Reproduce exactly the lines from the line containing "Exercise. Point out the blurred" through the end of the records below, including both ends, and nothing else.

[Photo-based point labeling data]
^^^^

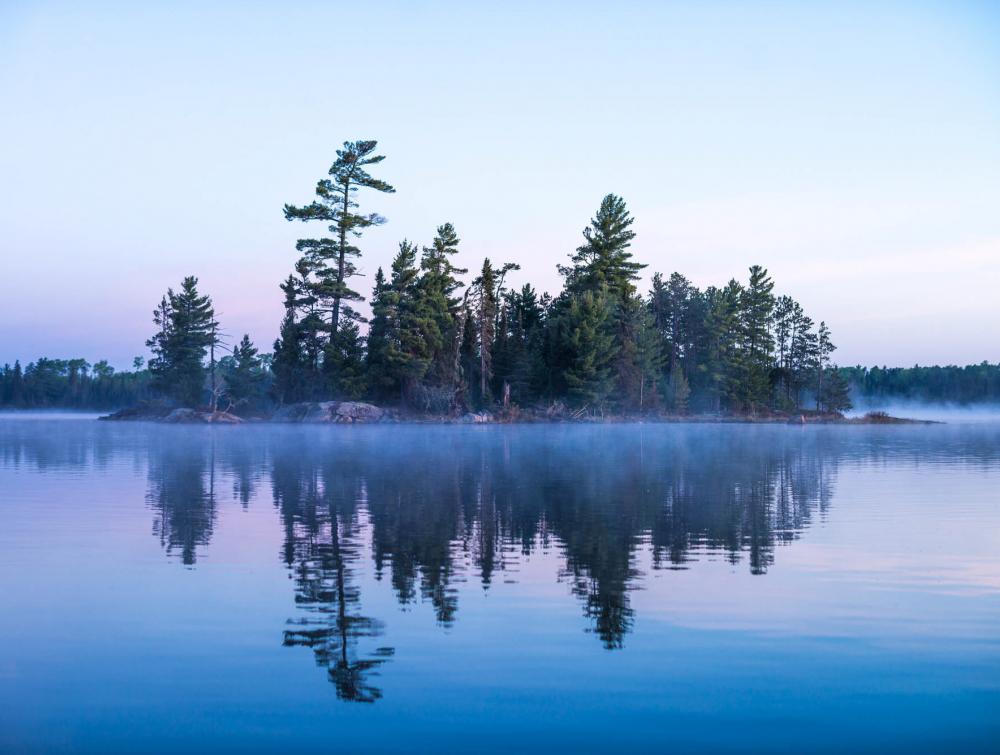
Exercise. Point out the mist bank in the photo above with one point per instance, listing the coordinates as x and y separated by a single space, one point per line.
946 387
359 412
934 411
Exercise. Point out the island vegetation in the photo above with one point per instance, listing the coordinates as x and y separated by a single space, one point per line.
443 341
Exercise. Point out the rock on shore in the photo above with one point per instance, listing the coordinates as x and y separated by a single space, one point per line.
321 412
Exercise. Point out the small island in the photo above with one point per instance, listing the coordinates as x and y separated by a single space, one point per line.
443 344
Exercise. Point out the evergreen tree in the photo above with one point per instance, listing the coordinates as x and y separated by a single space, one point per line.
408 351
290 364
377 344
332 258
244 375
639 358
438 308
591 348
757 305
187 328
603 260
486 312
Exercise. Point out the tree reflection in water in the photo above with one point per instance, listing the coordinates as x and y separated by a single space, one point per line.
433 506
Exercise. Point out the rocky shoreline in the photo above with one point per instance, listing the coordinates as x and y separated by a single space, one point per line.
359 412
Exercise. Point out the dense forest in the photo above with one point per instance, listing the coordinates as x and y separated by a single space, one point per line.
961 385
442 340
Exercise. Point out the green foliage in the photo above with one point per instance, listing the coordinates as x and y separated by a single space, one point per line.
973 383
603 260
186 329
590 344
244 375
71 383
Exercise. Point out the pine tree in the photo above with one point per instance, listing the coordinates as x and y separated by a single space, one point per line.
377 344
639 357
290 364
332 258
591 348
724 364
187 327
603 259
486 311
243 375
757 304
408 352
824 348
438 307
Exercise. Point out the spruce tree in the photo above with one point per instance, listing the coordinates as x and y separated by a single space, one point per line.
757 304
244 375
486 311
408 352
603 259
377 344
438 307
289 364
332 258
591 348
186 328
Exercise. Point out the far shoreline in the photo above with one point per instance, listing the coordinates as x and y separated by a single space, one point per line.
361 413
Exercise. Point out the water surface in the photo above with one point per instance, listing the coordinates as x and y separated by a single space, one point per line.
537 588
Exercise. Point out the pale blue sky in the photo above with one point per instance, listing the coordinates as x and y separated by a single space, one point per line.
854 150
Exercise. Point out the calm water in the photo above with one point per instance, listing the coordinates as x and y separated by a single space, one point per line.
622 588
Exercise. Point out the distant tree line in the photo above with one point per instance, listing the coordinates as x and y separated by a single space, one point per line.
951 384
443 340
73 384
440 343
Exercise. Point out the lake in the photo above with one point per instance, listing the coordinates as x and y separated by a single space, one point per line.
483 589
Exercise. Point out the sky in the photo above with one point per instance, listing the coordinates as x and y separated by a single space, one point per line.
853 149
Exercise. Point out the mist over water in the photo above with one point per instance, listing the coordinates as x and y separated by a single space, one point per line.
523 588
977 413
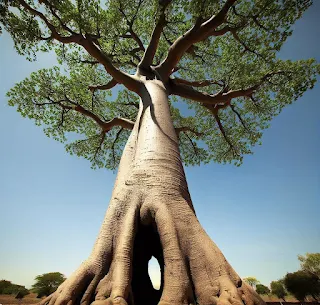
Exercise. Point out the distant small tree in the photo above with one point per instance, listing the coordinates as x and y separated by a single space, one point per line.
6 287
262 289
4 284
277 289
252 281
302 284
310 263
21 294
47 283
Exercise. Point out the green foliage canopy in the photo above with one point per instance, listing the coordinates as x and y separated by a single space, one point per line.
302 284
311 263
47 283
262 289
252 281
6 287
236 60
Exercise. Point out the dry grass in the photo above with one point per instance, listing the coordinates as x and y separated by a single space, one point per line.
10 299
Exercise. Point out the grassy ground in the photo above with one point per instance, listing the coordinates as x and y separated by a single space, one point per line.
32 299
10 299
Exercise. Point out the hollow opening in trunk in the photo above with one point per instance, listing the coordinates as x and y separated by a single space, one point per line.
154 273
147 247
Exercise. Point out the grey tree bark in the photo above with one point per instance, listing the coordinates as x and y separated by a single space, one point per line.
151 214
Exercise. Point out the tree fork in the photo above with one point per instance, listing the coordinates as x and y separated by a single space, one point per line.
148 218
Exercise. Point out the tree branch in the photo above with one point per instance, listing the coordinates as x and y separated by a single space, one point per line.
107 86
202 83
215 114
54 33
186 128
105 126
222 98
200 31
190 93
88 43
155 37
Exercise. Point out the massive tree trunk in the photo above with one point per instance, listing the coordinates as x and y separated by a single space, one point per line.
151 214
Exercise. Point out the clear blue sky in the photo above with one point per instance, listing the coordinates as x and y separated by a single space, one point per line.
261 215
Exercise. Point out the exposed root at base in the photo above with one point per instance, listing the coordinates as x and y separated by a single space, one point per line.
194 271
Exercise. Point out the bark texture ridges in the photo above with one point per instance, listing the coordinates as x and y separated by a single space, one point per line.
151 214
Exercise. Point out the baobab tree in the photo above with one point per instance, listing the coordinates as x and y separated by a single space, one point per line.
125 69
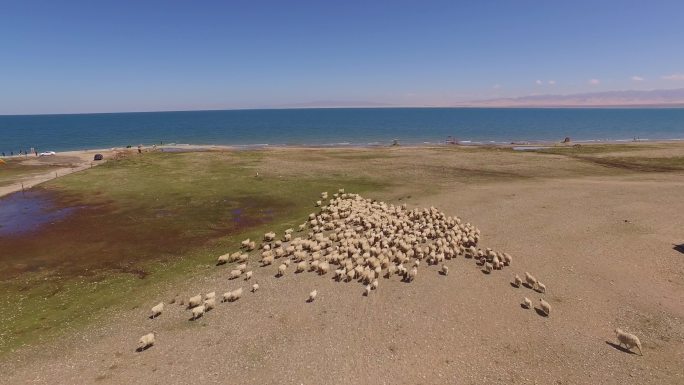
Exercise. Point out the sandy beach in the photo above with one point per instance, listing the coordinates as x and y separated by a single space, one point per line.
600 226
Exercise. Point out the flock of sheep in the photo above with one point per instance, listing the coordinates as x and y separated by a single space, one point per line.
361 240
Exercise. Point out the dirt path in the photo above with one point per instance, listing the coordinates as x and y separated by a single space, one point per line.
63 163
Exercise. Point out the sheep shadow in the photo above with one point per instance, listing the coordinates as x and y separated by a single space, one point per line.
620 348
540 312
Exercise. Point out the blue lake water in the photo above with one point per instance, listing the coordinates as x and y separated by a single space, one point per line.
344 126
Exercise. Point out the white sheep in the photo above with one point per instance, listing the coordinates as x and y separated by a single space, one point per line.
157 309
235 274
391 269
146 341
195 301
209 303
628 339
544 306
488 267
527 303
282 269
232 296
517 281
223 259
412 274
541 287
197 312
267 260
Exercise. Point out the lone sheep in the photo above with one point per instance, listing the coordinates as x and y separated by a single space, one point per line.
195 301
209 303
197 312
282 269
517 281
146 341
628 339
157 309
541 287
527 303
545 306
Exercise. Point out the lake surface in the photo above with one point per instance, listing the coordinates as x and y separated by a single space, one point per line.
338 127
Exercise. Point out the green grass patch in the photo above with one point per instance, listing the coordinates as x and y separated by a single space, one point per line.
157 219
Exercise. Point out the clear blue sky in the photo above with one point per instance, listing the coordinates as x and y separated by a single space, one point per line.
88 56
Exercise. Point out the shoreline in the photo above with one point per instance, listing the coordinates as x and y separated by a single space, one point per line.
375 144
72 161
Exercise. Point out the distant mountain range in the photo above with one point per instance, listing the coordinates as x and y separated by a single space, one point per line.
652 98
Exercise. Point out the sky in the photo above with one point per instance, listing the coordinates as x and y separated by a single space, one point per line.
108 56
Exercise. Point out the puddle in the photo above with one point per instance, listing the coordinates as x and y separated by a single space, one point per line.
22 213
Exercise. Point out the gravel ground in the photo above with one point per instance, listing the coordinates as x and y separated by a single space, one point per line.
604 247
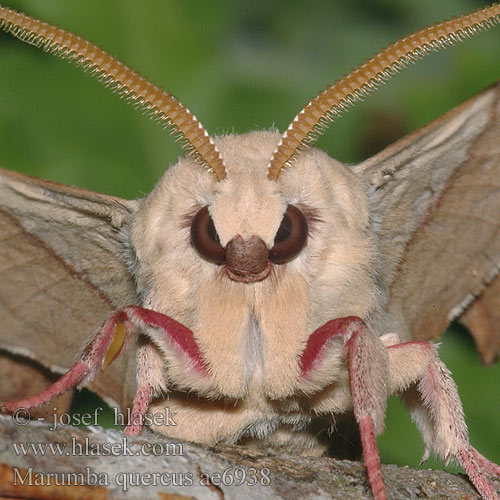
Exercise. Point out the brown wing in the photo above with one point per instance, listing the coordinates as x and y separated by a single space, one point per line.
436 205
62 271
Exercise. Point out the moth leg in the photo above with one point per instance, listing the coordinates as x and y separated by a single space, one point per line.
368 372
164 333
430 394
367 363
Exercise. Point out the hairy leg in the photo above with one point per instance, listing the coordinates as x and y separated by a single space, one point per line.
164 332
425 384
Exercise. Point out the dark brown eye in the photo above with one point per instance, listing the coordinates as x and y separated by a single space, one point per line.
205 239
291 236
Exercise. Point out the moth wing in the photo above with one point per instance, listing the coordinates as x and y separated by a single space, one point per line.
436 206
62 271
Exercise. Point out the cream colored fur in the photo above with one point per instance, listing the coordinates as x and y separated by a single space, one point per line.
252 334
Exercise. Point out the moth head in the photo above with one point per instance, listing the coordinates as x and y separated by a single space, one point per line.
246 228
250 225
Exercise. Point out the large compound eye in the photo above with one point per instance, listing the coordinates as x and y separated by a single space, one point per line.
291 236
205 239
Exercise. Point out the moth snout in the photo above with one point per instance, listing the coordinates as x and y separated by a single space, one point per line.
247 260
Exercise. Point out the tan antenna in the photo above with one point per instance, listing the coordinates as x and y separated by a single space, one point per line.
337 98
159 104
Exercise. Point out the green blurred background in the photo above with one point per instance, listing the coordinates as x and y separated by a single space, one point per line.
241 65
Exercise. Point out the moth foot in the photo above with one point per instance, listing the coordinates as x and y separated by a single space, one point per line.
476 466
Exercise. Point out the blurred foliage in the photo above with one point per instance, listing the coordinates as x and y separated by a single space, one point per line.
239 66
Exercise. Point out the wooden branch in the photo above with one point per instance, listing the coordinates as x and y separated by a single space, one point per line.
151 467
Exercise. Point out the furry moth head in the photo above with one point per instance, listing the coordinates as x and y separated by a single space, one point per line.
268 275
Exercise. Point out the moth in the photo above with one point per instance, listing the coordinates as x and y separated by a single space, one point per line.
263 290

^^^^

▸ **Task response**
Exercise. Point out the blurred foliage in the photo above with one point per instance, listing the coordinates as x and y separated by a single space, one point per line.
239 66
Exercise. Point out the wooden branch in the photo above with one point per instance, listing the coordinates as x and y separated by a single space, one point per line.
151 467
Exercise. Point out the furry moth head in the photo above with one point per instance, listing the coordinates as x and y separated by a single space, one point per line.
268 275
Exercise. Point out the moth in the photo above with one point per instance, listing the coordinates as x and y separated by a single space, one point per line.
263 290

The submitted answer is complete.